SET TASK
Change every "locate routine" in the rows to "lookup function", leave everything else as it is, and write all the rows out again without the pictures.
[START ENTRIES]
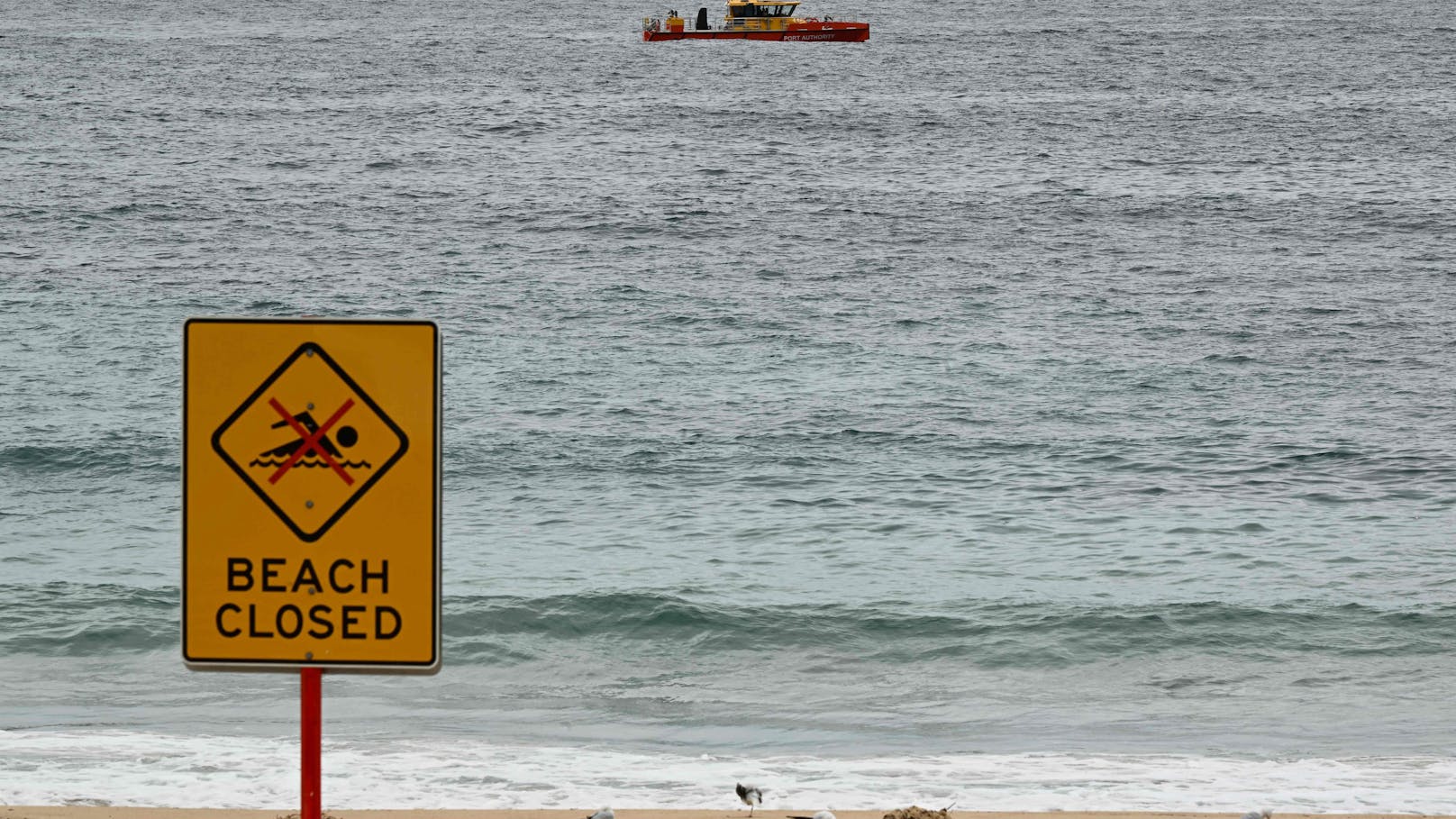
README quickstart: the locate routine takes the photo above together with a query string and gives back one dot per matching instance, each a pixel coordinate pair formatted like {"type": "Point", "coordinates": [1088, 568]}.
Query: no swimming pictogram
{"type": "Point", "coordinates": [309, 472]}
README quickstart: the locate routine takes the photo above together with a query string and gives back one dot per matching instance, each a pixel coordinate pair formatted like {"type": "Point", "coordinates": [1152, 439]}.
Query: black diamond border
{"type": "Point", "coordinates": [303, 349]}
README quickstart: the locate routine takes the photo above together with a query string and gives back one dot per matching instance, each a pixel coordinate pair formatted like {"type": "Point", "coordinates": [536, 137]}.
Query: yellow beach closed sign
{"type": "Point", "coordinates": [311, 531]}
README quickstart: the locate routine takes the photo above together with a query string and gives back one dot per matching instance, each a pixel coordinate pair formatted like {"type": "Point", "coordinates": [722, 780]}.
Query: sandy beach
{"type": "Point", "coordinates": [91, 812]}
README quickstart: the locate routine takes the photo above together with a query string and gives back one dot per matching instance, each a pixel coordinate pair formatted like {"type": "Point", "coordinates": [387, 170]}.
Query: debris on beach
{"type": "Point", "coordinates": [915, 812]}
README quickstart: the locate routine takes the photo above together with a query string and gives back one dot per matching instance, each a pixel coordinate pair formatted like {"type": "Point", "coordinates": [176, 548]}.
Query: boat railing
{"type": "Point", "coordinates": [654, 23]}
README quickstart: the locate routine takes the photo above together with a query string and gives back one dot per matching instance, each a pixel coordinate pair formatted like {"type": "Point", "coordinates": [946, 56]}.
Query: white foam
{"type": "Point", "coordinates": [207, 771]}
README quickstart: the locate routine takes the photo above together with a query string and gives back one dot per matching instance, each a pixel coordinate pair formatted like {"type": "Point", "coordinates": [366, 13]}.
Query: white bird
{"type": "Point", "coordinates": [751, 796]}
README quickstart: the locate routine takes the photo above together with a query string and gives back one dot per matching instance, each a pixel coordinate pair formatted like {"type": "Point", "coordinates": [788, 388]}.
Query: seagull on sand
{"type": "Point", "coordinates": [751, 796]}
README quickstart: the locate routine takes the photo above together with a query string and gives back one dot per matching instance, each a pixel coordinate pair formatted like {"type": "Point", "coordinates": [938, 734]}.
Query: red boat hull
{"type": "Point", "coordinates": [796, 32]}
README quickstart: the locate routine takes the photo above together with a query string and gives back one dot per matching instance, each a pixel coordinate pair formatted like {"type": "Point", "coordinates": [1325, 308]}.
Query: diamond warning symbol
{"type": "Point", "coordinates": [309, 441]}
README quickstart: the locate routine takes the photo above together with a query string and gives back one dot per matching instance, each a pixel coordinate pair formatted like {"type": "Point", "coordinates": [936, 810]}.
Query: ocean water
{"type": "Point", "coordinates": [1042, 405]}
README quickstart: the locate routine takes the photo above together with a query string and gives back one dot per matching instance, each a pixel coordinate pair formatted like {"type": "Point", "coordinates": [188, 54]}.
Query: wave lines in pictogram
{"type": "Point", "coordinates": [309, 464]}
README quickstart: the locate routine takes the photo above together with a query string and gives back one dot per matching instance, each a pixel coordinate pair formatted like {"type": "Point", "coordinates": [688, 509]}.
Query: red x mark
{"type": "Point", "coordinates": [311, 441]}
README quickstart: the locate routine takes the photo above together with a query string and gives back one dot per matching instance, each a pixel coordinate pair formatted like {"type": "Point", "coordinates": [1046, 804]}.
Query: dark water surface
{"type": "Point", "coordinates": [1040, 387]}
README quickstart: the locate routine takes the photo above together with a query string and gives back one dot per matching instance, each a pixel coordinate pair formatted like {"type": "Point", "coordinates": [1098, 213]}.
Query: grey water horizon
{"type": "Point", "coordinates": [1066, 379]}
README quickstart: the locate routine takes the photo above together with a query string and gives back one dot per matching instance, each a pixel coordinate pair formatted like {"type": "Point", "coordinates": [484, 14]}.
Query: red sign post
{"type": "Point", "coordinates": [311, 741]}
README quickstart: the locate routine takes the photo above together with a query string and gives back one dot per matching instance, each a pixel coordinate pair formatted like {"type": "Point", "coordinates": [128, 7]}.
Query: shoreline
{"type": "Point", "coordinates": [108, 812]}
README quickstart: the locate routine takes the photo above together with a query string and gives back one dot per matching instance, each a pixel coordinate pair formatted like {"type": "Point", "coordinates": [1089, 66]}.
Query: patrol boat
{"type": "Point", "coordinates": [753, 19]}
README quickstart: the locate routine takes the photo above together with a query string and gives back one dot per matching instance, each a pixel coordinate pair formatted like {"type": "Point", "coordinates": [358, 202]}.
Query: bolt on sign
{"type": "Point", "coordinates": [311, 516]}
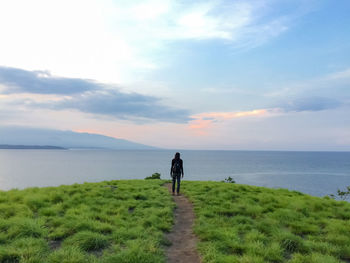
[END ENTRIES]
OUTPUT OF THE TASK
README quickstart: the lookup function takes the photo above together with a query string and gives back one dot per matching instance, each a pixel coordinate pair formatted like {"type": "Point", "coordinates": [1088, 568]}.
Query: no swimming pictogram
{"type": "Point", "coordinates": [309, 472]}
README quickstart: the lookup function takes the photo above together with a query string and gives back one dot per matching instance, each a pixel coordinate pair formatted like {"type": "Point", "coordinates": [1152, 439]}.
Query: black diamond border
{"type": "Point", "coordinates": [303, 349]}
README quickstart: the lookup function takes the photo above together with a query string and gives back one dot per matching instance, each a pixel coordinate pair formatted like {"type": "Point", "coordinates": [536, 137]}.
Query: yellow beach closed sign
{"type": "Point", "coordinates": [311, 531]}
README quickstart: the lookup function takes the photo above together with a query string and gives back one dot per matching instance, each a pixel coordinate pair formatted like {"type": "Point", "coordinates": [722, 780]}.
Query: sandy beach
{"type": "Point", "coordinates": [91, 812]}
README quickstart: the lookup function takes the photo above together with a query string and gives back one dot per matching instance, each a pixel coordinate pair formatted like {"type": "Point", "coordinates": [387, 170]}.
Query: debris on beach
{"type": "Point", "coordinates": [915, 812]}
README quickstart: the lookup function takes the photo above together with a query string and gives back one dot per matching instance, each a pixel coordinate pair formatted like {"type": "Point", "coordinates": [176, 548]}.
Query: boat railing
{"type": "Point", "coordinates": [654, 23]}
README quickstart: the lookup function takes the photo above together with a query string and gives back one dot per matching instance, each a pixel coordinate pair formatted like {"type": "Point", "coordinates": [946, 56]}.
Query: white foam
{"type": "Point", "coordinates": [207, 771]}
README quickstart: the lookup function takes the photo above together with a query string and gives back one dot per matching instance, each a pixel coordinate pair formatted like {"type": "Point", "coordinates": [366, 13]}.
Query: white bird
{"type": "Point", "coordinates": [751, 796]}
README quickstart: the lookup function takes the photo above together with a query string and gives back one dot per matching instance, each a pixel coordinate pair formatted like {"type": "Point", "coordinates": [788, 388]}.
Query: seagull on sand
{"type": "Point", "coordinates": [751, 796]}
README quickstart: the lookup function takes the photo above together with a query string and gives back one dot per matching instance, each a pixel coordinate pair formatted like {"type": "Point", "coordinates": [938, 734]}.
Query: red boat hull
{"type": "Point", "coordinates": [796, 32]}
README quickstart: the lookup function takes the photo above together with a query string and gives back one dot per matching instance, each a pixel coordinate pair formatted like {"type": "Point", "coordinates": [1325, 308]}.
Query: diamond warning symbol
{"type": "Point", "coordinates": [309, 441]}
README quickstart: the lookup function takes the photo above together with a query string and gives back one dot per matching instance, each a pixel coordinate pair formatted like {"type": "Point", "coordinates": [936, 810]}.
Query: ocean water
{"type": "Point", "coordinates": [1042, 405]}
README quickstart: the lookup function takes the photo above together with a query string and gives back one dot per matching instance, each a pixel coordinate pair formatted like {"type": "Point", "coordinates": [188, 54]}.
Query: wave lines in pictogram
{"type": "Point", "coordinates": [309, 464]}
README quickstart: the lookup function takes the photo above together with a query string and gives back one dot per matching instance, each a pixel coordinate pair formatted like {"type": "Point", "coordinates": [688, 509]}.
Query: red x mark
{"type": "Point", "coordinates": [311, 441]}
README quickstart: the lookup function takes the photo above together with a query string and gives back one dot per matching instance, each a pixel coordinate pair formatted like {"type": "Point", "coordinates": [1046, 804]}.
Query: dark water surface
{"type": "Point", "coordinates": [1040, 387]}
README quickstart: the lookup function takes the photo above together with a query string and gives back one dot per matching instance, each a pixel coordinate pair formatted like {"type": "Point", "coordinates": [1098, 213]}.
Query: grey water horizon
{"type": "Point", "coordinates": [1066, 379]}
README quickstart: the lookup function takes the photo above together with a query string and gives back one dot per matching instance, each a pixel coordinate pair formatted like {"type": "Point", "coordinates": [484, 14]}.
Query: red sign post
{"type": "Point", "coordinates": [311, 741]}
README quickstart: the lookup function takes the photo above together with a query string and gives back one dot per matching instance, each a pixel coordinate pair formatted like {"type": "Point", "coordinates": [128, 7]}.
Query: shoreline
{"type": "Point", "coordinates": [108, 812]}
README quickstart: the lookup function takes the photo above together with a query string and gives back one dot per matching instance, each a pixel coordinate pair formatted like {"type": "Point", "coordinates": [1089, 66]}.
Query: patrol boat
{"type": "Point", "coordinates": [753, 19]}
README quickstart: the lookup function takes the photo above together with a query string and gives back one dot per matching instance, each a pixel coordinate pair formatted like {"type": "Point", "coordinates": [358, 202]}.
Query: bolt on sign
{"type": "Point", "coordinates": [311, 516]}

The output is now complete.